• **TASKS TO CARRY OUT**:
A. Summarize the account of the walk around Crystal Palace Park in two sentences.
B. Carry on the account of the walk around Crystal Palace Park from its last sentence.

• **DOCUMENT SECTION**:
# # # # #

An autumnal walk around Crystal Palace Park
Dinosaurs, sphinxes and stations.
(Photos November 2007, words Feb 2008, © urban75)
Fresh from our trudge around Sydenham, we braved the fading light and f-f-freezing temperatures to take a stroll around Crystal Palace park.
Crystal Palace transmitter, built in the mid-1950s on the site of the old Aquarium.
At 222 m (728 ft) high, the tower was the tallest structure in London until the skyscraper at One Canada Square tower at Canary Wharf was built in 1991.
The remains of one of Brunel's pumping stations, used to supply the fountains in the old Crystal Palace.
Inside the Crystal Palace Museum.
Stairs, sphinxes and transmitter.
Crystal Palace colonnade.
With funds raised by public subscription, this bust of the master architect Sir Joseph Paxton was unveiled at a Fete in June 1873, marking the 20th year of the Palace.
Now stuck forlornly by a car park on a cheap-looking brick plinth, the Grade II listed bust originally stood on a huge brick affair looking towards the Palace building over a large pool.
The back of Joe's 'ead revealing the name of the sculptor, William Woodington.
Crystal Palace National Sports Centre, opened in 1964.
Curious white pyramid things.
Football ground with the 15,000 capacity athletics stadium in the background.
We stopped off for a tea in the no-frills cafe in the park.
With the light fading fast and the park about to close, we took a walk by the lake where you can find 'life-sized' models of dinosaurs and other extinct creatures.
In 1852, the sculptor Waterhouse Hawkins was hired by the Crystal Palace company to create 33 life-size concrete models of extinct dinosaurs, a job that took some three years.

# # # # #

Stored data entries:
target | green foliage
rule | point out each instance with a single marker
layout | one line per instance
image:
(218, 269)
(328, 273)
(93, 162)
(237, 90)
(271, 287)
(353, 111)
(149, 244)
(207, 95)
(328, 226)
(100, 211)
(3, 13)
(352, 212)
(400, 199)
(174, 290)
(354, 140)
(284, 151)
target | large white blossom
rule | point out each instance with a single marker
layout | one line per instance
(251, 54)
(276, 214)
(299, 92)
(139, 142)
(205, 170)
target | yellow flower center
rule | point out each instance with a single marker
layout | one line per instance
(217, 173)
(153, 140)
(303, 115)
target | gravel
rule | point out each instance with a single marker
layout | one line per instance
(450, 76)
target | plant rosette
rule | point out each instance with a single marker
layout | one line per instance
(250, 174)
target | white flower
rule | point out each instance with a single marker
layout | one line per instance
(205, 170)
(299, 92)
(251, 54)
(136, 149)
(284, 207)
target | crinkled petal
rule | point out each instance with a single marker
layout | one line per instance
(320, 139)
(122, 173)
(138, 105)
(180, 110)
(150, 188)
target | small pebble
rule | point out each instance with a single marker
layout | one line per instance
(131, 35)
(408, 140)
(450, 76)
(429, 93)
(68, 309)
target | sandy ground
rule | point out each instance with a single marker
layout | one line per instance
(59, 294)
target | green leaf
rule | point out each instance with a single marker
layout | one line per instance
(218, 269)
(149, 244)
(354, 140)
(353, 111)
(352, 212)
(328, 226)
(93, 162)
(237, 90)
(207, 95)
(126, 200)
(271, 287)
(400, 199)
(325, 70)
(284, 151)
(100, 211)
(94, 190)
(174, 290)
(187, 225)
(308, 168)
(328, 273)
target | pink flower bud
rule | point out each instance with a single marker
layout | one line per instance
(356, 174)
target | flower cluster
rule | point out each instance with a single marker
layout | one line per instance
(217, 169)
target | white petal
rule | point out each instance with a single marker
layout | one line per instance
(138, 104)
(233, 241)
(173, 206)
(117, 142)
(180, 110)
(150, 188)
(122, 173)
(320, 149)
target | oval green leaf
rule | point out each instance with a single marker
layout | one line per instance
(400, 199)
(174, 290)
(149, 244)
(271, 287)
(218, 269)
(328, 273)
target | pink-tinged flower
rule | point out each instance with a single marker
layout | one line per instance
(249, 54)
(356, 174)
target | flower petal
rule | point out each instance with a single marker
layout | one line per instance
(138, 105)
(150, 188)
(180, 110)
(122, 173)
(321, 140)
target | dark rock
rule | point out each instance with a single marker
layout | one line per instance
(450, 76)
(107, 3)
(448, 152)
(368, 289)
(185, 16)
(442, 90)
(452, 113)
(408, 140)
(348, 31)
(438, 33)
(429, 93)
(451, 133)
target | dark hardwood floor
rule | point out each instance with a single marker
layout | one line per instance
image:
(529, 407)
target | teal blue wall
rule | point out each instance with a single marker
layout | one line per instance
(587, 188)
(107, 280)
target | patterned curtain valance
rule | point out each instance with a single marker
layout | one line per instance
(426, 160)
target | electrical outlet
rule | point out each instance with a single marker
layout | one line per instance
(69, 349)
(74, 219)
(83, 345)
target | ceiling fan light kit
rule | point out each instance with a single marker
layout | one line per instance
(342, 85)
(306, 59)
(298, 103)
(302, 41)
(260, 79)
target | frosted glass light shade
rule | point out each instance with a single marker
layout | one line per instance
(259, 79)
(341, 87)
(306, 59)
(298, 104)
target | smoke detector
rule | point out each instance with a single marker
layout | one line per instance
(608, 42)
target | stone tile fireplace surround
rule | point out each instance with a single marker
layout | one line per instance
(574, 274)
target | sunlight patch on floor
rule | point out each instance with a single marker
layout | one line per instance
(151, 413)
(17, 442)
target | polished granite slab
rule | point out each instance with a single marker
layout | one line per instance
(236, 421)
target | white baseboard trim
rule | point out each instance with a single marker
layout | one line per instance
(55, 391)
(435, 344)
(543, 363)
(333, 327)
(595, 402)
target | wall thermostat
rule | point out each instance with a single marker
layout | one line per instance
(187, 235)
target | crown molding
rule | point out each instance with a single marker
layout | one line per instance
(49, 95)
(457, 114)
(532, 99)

# # # # #

• **RESPONSES IN ORDER**:
A. On an autumn walk around Crystal Palace Park, the writers passed the Crystal Palace transmitter, the remains of one of Brunel's pumping stations, the Crystal Palace Museum, a bust of Sir Joseph Paxton and the National Sports Centre. As the light faded, they walked by the lake, which holds life-sized models of dinosaurs and other extinct creatures that the sculptor Waterhouse Hawkins was hired in 1852 to create.

B.
Collaborating with the English biologist and palaeontologist, Sir Richard Owen and other leading scientists, Hawkins was given some idea of the size and look of the models, with one of the Iguanodons (above) being so large that a 20-strong dinner party was held inside on December 1853.
The lack of light added an air of mystery and realism to some of the concrete models.
A look across the lake.
An Ichthyosaur seen next to a Plesiosaur.
Modern deer sculpture.
You can still feel some of the grandeur of the impressive Crystal Palace (Low Level) station, which was opened on 10 June 1854 by the West End of London and Crystal Palace Railway to take the crowds to the Palace.
Sporting French and Brighton Pavilion influences, a 720ft (216m) colonnade used to provide sheltered access to the Palace.
The cavernous station serves lines to London Victoria, West Croydon, London Bridge , Beckenham Junction and Smitham.
The station stands by the junction of two lines, with the these platforms serving the Sydenham route, with more modest platforms on the southern spur to Beckenham Junction.
In 1911, the line was electrified between Balham and Crystal Palace on 12 May 1911, and the timetabled journey time of fifteen minutes to Victoria has never been equalled.